(GIVEN TASK): Leave out the pictures and repeat the data exactly.

(INFORMATION GIVEN):
· · · · · · ·

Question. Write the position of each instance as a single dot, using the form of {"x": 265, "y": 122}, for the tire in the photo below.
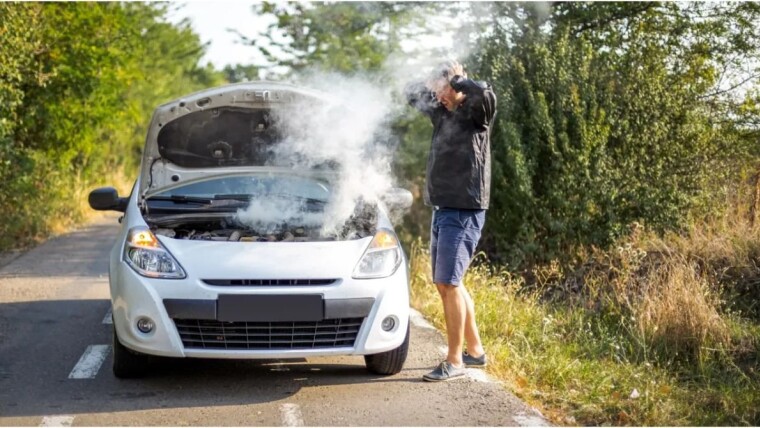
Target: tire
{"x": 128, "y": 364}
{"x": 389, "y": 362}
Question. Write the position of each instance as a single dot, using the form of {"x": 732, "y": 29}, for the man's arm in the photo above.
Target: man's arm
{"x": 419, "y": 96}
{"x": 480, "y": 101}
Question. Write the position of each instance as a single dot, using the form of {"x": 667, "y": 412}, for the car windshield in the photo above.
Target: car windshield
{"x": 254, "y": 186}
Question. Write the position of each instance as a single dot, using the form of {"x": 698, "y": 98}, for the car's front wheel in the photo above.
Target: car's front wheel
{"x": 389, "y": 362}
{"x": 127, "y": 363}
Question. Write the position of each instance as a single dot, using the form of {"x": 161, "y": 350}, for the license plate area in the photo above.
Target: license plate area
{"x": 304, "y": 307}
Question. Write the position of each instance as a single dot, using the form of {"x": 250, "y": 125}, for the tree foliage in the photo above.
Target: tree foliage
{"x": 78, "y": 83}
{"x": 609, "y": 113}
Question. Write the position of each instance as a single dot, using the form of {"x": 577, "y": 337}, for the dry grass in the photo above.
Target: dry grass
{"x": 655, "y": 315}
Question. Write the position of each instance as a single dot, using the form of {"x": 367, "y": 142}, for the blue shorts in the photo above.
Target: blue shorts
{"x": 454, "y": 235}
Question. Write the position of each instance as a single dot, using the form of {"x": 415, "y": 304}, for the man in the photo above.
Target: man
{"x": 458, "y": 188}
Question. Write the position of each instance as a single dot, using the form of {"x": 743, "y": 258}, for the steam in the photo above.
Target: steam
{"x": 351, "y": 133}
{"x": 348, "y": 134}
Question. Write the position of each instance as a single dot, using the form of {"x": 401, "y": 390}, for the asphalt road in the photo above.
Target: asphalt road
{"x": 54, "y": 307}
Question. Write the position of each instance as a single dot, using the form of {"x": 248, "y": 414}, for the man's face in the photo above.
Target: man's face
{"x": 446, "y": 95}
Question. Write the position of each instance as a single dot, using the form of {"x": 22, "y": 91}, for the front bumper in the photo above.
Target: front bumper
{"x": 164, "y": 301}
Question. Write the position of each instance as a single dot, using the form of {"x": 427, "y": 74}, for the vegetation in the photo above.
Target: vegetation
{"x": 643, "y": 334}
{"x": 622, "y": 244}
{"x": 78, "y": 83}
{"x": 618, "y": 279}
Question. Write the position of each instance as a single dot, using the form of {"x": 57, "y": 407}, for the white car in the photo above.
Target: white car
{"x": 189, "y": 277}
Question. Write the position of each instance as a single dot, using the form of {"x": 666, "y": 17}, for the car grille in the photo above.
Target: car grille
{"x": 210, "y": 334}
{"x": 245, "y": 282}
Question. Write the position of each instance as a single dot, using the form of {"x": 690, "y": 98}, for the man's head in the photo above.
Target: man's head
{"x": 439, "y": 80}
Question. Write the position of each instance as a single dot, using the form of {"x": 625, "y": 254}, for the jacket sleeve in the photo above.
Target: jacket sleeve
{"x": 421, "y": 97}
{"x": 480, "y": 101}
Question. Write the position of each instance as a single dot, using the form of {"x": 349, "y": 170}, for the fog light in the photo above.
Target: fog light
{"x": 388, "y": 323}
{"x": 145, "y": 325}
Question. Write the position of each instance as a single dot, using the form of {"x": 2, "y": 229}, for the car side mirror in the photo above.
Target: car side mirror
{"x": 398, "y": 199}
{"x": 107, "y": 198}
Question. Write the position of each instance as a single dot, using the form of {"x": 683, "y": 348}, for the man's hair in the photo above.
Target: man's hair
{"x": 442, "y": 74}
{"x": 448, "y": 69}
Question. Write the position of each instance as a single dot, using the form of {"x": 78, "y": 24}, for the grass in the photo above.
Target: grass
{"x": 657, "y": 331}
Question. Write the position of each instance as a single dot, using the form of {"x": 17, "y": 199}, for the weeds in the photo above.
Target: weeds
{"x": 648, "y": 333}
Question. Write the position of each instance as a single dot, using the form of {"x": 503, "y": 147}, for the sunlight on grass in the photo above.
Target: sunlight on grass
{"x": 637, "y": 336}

· · · · · · ·

(IN RESPONSE):
Question. Write the position of each instance as a single dot, using the form of {"x": 265, "y": 122}, for the tire in the photo below.
Target: tire
{"x": 128, "y": 364}
{"x": 389, "y": 362}
Question. Write the position of each instance as a single dot, using the form of {"x": 732, "y": 29}, for the man's arm in the photo above.
Target: man's arm
{"x": 419, "y": 96}
{"x": 480, "y": 101}
Question. Write the position of each instance as a single dot, using the form of {"x": 667, "y": 412}, for the car windshield in the photo above.
Target: car windshield
{"x": 254, "y": 186}
Question. Write the position of each instance as a single dot, using the form of {"x": 698, "y": 98}, for the car's front wheel in the photo above.
Target: car's front wheel
{"x": 389, "y": 362}
{"x": 127, "y": 363}
Question. Write the position of each instance as a single dot, using the form of {"x": 161, "y": 350}, for the license plate area in the photo above.
Target: license plate area
{"x": 304, "y": 307}
Question. Write the position of each instance as a single dot, using the form of {"x": 250, "y": 125}, for the tree foliage in the photo above.
Target: tree foliage
{"x": 78, "y": 83}
{"x": 609, "y": 113}
Question. Write the position of each instance as a single dot, using the form of {"x": 577, "y": 337}, for the dry grass in the photo above.
Target: dry grass
{"x": 655, "y": 315}
Question. Write the position of each instance as a single dot, using the form of {"x": 367, "y": 142}, for the blue shorts in the photo above.
Target: blue shorts
{"x": 454, "y": 235}
Question. Write the position of each instance as a single dot, using the form of {"x": 415, "y": 304}, for the man in the photo above.
Target: man
{"x": 458, "y": 188}
Question. Write the position of each instance as a single dot, using the form of {"x": 743, "y": 258}, for the steam in the photo above.
Target: steam
{"x": 351, "y": 133}
{"x": 348, "y": 134}
Question. Write the position of each instance as a single dot, using the form of {"x": 401, "y": 390}, for the asphalt road in the photo above.
Target: asphalt road
{"x": 54, "y": 307}
Question. Write the position of each instance as a single dot, using the form of {"x": 248, "y": 414}, for the man's face in the photo above.
Target: man's face
{"x": 446, "y": 95}
Question. Write the position of each instance as a single dot, using the form of {"x": 22, "y": 91}, for the front bumper in the photo above.
Target: front bumper
{"x": 164, "y": 301}
Question. Write the position of each instance as a single dot, using the form of {"x": 427, "y": 74}, for the vegetation in the photo above.
Target: vegetation
{"x": 643, "y": 334}
{"x": 622, "y": 244}
{"x": 78, "y": 83}
{"x": 618, "y": 279}
Question. Write the position of each instance as a single dot, using the form of {"x": 57, "y": 407}, for the white car in the photo above.
Target: white car
{"x": 189, "y": 277}
Question. Write the position of each instance as a single dot, using the form of {"x": 666, "y": 17}, for the car grille in the photo above.
Target: car grille
{"x": 210, "y": 334}
{"x": 245, "y": 282}
Question. Write the position of each instance as a single dot, using the form of {"x": 690, "y": 98}, for the man's head in the photo above.
Target: man's head
{"x": 439, "y": 80}
Question. Write the position of each instance as a single dot, using the form of {"x": 625, "y": 254}, for the jacket sleeve in the photo above.
Target: jacket sleeve
{"x": 421, "y": 97}
{"x": 480, "y": 101}
Question. Write the position of each instance as a single dot, using the form of {"x": 349, "y": 170}, for the fog light in the photo above.
Target: fog light
{"x": 388, "y": 323}
{"x": 145, "y": 325}
Question. Write the position of each instance as a single dot, using the form of {"x": 2, "y": 229}, for the car side mirror in the photo above.
Target: car side mirror
{"x": 398, "y": 199}
{"x": 107, "y": 198}
Question. Write the position of each instance as a single dot, using the form of {"x": 683, "y": 348}, for the man's hair in the photo above.
Target: man's hair
{"x": 442, "y": 74}
{"x": 448, "y": 69}
Question. Write the position of each instance as a single dot, using the form of {"x": 78, "y": 24}, for the grass in the photo above.
Target: grass
{"x": 657, "y": 331}
Question. Write the position of each instance as a single dot, using the form of {"x": 17, "y": 199}, for the weeds in the photo above.
Target: weeds
{"x": 648, "y": 333}
Question. Write the position of each instance as a single dot, using the form of {"x": 503, "y": 147}, for the sunlight on grass in the photo above.
Target: sunlight on grass
{"x": 637, "y": 336}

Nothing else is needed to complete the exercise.